Required action: Reproduce the entries so that every line matches the original exactly.
-------- Provided data --------
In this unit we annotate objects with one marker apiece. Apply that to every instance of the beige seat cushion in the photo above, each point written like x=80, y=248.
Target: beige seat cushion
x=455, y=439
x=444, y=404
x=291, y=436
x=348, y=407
--------
Task output:
In this unit we annotate objects with one marker apiece. Apply that to every instance of the beige seat cushion in the photo above, each point written like x=80, y=248.
Target: beige seat cushion
x=455, y=439
x=444, y=404
x=291, y=436
x=348, y=407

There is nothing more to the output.